— Start of Excerpted data —

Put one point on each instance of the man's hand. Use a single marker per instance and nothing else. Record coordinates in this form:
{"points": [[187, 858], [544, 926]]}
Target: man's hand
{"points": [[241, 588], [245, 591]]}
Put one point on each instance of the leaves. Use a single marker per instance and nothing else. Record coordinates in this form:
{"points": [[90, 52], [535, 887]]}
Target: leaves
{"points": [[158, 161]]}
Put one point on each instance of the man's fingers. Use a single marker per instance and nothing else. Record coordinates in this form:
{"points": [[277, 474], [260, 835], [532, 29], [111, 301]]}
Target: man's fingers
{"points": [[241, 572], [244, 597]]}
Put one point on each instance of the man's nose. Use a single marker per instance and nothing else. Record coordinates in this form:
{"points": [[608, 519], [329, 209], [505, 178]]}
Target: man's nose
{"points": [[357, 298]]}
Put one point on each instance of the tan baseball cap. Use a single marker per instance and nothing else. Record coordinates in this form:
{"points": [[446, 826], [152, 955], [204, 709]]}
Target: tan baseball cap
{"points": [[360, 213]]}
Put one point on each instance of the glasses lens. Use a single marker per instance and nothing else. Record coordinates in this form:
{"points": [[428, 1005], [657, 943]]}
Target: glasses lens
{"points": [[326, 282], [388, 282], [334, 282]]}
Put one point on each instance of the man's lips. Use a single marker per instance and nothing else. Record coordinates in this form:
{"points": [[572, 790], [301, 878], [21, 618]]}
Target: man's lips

— End of Excerpted data —

Reproduce all of the records above line for line, changing nothing.

Expected output
Put one point on each instance of the man's hand. Use a single marker per instance and nothing else. Record coordinates in this form:
{"points": [[187, 858], [544, 926]]}
Target: man's hand
{"points": [[241, 588], [245, 591]]}
Put one point on each instance of the leaves. Use a single marker per instance and nothing else. Record coordinates in this form:
{"points": [[90, 52], [535, 887]]}
Target: leaves
{"points": [[158, 161]]}
Put one point on each instance of the man's fingers. Use a single marker per instance and nothing else. Record coordinates in this form:
{"points": [[277, 474], [260, 835], [532, 29], [111, 301]]}
Target: man's fingers
{"points": [[241, 572], [244, 597]]}
Put one point on each instance of the man's nose. Use a single marker per instance and nothing else. Record coordinates in this form:
{"points": [[608, 519], [329, 209], [505, 178]]}
Target: man's nose
{"points": [[357, 298]]}
Put one point on each instance of the tan baseball cap. Use a single marker per instance and nothing else. Record coordinates in this form:
{"points": [[446, 826], [152, 955], [204, 709]]}
Target: tan baseball cap
{"points": [[360, 213]]}
Put one point on each instance of the glasses lens. Use a single marker per instance and nothing else. Record coordinates in this form:
{"points": [[428, 1005], [657, 943]]}
Target: glasses lens
{"points": [[326, 282], [388, 282], [334, 282]]}
Put one point on each instance of the man's lips. Use a single marker per instance and nothing else. Record coordinates in this form:
{"points": [[572, 790], [301, 878], [21, 618]]}
Target: man's lips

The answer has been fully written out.